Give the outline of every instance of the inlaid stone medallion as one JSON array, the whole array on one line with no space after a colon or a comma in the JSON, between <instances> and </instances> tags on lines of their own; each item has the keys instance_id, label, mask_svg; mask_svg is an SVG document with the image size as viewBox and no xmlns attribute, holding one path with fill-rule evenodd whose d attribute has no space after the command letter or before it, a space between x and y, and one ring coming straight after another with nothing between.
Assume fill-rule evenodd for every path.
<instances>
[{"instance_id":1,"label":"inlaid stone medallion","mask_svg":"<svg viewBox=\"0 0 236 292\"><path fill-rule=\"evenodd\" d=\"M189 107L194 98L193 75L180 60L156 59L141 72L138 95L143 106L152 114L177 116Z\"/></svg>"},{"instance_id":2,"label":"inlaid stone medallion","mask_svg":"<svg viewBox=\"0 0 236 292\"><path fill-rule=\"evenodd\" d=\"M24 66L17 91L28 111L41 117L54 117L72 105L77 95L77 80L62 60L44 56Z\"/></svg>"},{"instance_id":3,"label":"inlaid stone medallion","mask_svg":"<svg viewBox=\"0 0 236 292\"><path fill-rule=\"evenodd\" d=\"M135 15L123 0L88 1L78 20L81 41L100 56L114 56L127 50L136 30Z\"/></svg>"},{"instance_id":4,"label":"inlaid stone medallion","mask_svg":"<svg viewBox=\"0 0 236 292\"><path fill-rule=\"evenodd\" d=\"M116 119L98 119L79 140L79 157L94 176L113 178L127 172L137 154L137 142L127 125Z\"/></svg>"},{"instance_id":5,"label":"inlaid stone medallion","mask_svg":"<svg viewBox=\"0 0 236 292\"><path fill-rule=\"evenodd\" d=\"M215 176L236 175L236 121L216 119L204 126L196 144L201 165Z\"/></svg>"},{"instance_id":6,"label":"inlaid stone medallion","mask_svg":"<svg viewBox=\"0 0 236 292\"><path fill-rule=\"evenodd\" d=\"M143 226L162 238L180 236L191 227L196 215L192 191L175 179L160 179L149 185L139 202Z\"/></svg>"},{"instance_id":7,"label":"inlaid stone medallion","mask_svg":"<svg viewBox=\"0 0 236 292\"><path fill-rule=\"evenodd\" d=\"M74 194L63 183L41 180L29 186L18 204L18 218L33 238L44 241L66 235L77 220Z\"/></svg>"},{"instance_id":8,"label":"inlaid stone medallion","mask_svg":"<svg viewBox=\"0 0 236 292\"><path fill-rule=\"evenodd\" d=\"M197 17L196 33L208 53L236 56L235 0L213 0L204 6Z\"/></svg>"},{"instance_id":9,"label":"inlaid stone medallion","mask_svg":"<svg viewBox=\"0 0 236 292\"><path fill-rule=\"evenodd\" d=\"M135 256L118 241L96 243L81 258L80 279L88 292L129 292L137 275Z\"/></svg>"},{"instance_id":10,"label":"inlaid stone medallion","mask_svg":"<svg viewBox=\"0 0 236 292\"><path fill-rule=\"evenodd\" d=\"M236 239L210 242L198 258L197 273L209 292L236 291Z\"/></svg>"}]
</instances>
+++++
● What you need to do: From the records above, extract every line exactly as it stands.

● Result of the exercise:
Give the outline of every instance of the inlaid stone medallion as one JSON array, the whole array on one line with no space after a colon or a comma in the JSON, between <instances> and </instances> tags on lines of their own; each item has the keys instance_id, label, mask_svg; mask_svg is an SVG document with the image size as viewBox and no xmlns attribute, holding one path with fill-rule evenodd whose d attribute has no space after the command letter or before it, a space between x and y, and one ring coming straight after another with nothing between.
Assume fill-rule evenodd for every path.
<instances>
[{"instance_id":1,"label":"inlaid stone medallion","mask_svg":"<svg viewBox=\"0 0 236 292\"><path fill-rule=\"evenodd\" d=\"M189 107L194 98L193 75L180 60L156 59L141 72L138 95L143 106L152 114L177 116Z\"/></svg>"},{"instance_id":2,"label":"inlaid stone medallion","mask_svg":"<svg viewBox=\"0 0 236 292\"><path fill-rule=\"evenodd\" d=\"M24 66L17 91L28 111L41 117L54 117L72 105L77 95L77 80L62 60L44 56Z\"/></svg>"},{"instance_id":3,"label":"inlaid stone medallion","mask_svg":"<svg viewBox=\"0 0 236 292\"><path fill-rule=\"evenodd\" d=\"M135 15L123 0L88 1L78 20L81 41L100 56L114 56L127 50L136 30Z\"/></svg>"},{"instance_id":4,"label":"inlaid stone medallion","mask_svg":"<svg viewBox=\"0 0 236 292\"><path fill-rule=\"evenodd\" d=\"M116 119L98 119L79 140L79 157L94 176L113 178L127 172L137 154L137 142L127 125Z\"/></svg>"},{"instance_id":5,"label":"inlaid stone medallion","mask_svg":"<svg viewBox=\"0 0 236 292\"><path fill-rule=\"evenodd\" d=\"M215 176L236 175L236 121L216 119L204 126L196 144L201 165Z\"/></svg>"},{"instance_id":6,"label":"inlaid stone medallion","mask_svg":"<svg viewBox=\"0 0 236 292\"><path fill-rule=\"evenodd\" d=\"M143 226L162 238L180 236L191 227L196 215L192 191L175 179L160 179L149 185L139 202Z\"/></svg>"},{"instance_id":7,"label":"inlaid stone medallion","mask_svg":"<svg viewBox=\"0 0 236 292\"><path fill-rule=\"evenodd\" d=\"M74 194L63 183L41 180L29 186L18 204L18 218L33 238L44 241L66 235L77 220Z\"/></svg>"},{"instance_id":8,"label":"inlaid stone medallion","mask_svg":"<svg viewBox=\"0 0 236 292\"><path fill-rule=\"evenodd\" d=\"M197 17L196 33L208 53L236 56L235 0L213 0L204 6Z\"/></svg>"},{"instance_id":9,"label":"inlaid stone medallion","mask_svg":"<svg viewBox=\"0 0 236 292\"><path fill-rule=\"evenodd\" d=\"M135 256L118 241L96 243L81 258L80 279L88 292L129 292L137 275Z\"/></svg>"},{"instance_id":10,"label":"inlaid stone medallion","mask_svg":"<svg viewBox=\"0 0 236 292\"><path fill-rule=\"evenodd\" d=\"M236 239L210 242L198 258L197 273L209 292L236 291Z\"/></svg>"}]
</instances>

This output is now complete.